▸ DATA SHOWN:
+ + + +

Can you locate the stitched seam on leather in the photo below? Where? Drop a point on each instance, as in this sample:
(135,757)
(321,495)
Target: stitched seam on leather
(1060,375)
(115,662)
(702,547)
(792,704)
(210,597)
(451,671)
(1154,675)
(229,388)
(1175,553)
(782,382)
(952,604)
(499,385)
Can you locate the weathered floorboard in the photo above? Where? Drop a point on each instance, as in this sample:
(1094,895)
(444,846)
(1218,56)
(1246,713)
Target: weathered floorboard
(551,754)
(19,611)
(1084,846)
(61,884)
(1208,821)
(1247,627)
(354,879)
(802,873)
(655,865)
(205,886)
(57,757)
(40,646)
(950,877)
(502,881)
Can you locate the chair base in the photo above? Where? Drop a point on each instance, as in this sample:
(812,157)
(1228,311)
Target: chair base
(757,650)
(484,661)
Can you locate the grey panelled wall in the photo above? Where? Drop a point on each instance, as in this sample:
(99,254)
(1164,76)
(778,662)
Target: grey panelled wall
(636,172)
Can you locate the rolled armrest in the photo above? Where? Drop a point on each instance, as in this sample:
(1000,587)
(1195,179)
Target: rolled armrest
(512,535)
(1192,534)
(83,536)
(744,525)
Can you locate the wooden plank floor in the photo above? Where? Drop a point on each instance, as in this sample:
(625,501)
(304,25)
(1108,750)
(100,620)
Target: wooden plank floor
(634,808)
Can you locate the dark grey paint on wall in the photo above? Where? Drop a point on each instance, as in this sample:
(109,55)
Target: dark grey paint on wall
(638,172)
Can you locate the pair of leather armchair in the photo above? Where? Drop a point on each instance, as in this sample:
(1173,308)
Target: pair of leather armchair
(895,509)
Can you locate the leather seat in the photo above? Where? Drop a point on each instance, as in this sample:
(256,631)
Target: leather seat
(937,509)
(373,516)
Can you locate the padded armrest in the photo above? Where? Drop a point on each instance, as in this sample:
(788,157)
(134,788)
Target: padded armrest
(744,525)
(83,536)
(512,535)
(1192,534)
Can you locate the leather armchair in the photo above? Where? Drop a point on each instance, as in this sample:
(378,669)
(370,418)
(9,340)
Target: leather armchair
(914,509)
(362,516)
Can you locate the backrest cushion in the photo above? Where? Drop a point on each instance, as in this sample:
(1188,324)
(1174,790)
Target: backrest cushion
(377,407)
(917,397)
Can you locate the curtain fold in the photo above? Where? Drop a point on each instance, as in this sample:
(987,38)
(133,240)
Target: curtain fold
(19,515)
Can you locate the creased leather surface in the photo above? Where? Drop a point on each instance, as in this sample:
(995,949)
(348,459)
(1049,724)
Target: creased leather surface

+ + + +

▸ TASK TO COMPLETE:
Each line above must be reproduced exactly as it stands.

▸ WRITTEN REPLY:
Can you locate the stitched seam on leather in the photo below? Where? Drop a point on each instance, as in this sample:
(135,757)
(321,495)
Target: stitched seam on leather
(1060,375)
(115,662)
(702,547)
(792,704)
(210,597)
(451,671)
(1154,675)
(229,388)
(1175,553)
(782,382)
(952,604)
(499,385)
Can you locate the weathered floorboard in the photo above? Where? Drop a point on each instance, as in this sample:
(1094,895)
(444,846)
(1218,56)
(1246,713)
Target: weathered floorboard
(551,754)
(19,611)
(1084,846)
(61,884)
(1208,821)
(1247,627)
(354,879)
(802,873)
(655,865)
(205,886)
(57,757)
(40,646)
(950,877)
(502,881)
Can you locate the chair base in the photo above? Where? Drop a point on each instance, as in this sample:
(812,157)
(1228,311)
Target: chair base
(757,650)
(484,661)
Can you locate the grey panelled wall in the photo above? Where? Drop a point on each instance, as in this sample:
(99,254)
(1164,76)
(778,662)
Target: grey panelled wall
(636,172)
Can you locate the rolled armrest in the photo above? Where? Drop a point on each instance, as in this sample:
(1000,587)
(1195,179)
Target: rolled armrest
(512,535)
(1192,534)
(83,536)
(744,525)
Can you locate the wooden plank floor in the photo above? Where? Drop a point on each instance, as in this sample:
(625,501)
(304,25)
(1108,750)
(100,620)
Target: wooden plank floor
(634,808)
Can you locate the dark grey paint on wall in the photo above? Where? Drop a point on each instance, as in this sample:
(109,55)
Target: dark grey paint on wall
(638,172)
Can you locate the pair of leather armchair in the photo above? Where? Drop a point on each instance, as in this sample:
(1173,308)
Target: pair of leather armchair
(895,509)
Can you locate the leather seat in the photo above? Where? Drop a point on each instance, as in this sample:
(256,631)
Target: leather seat
(937,509)
(373,516)
Can you locate the padded armrest in the photo above? Where? Drop a point on each instance, as in this sample:
(788,157)
(134,788)
Target: padded armrest
(744,525)
(83,536)
(512,535)
(1192,534)
Can you locate the leather armchair in the photo above? Where? Drop a point on each instance, as in this sample:
(378,669)
(370,418)
(9,340)
Target: leather armchair
(914,509)
(362,516)
Can you locate the backrest cushion in the photo above? Where? Drop a point on each instance, as in this sample:
(1188,324)
(1174,790)
Target: backrest cushion
(377,407)
(917,397)
Can you locate the curtain fold in the photo above? Where? Drop a point on each instance, as in this sample:
(987,38)
(133,240)
Target: curtain fold
(19,515)
Can you locate the creased leather surface in the photo above? Where? Drop a point on each instance, as in this sample:
(995,949)
(348,459)
(1049,724)
Target: creased leather surface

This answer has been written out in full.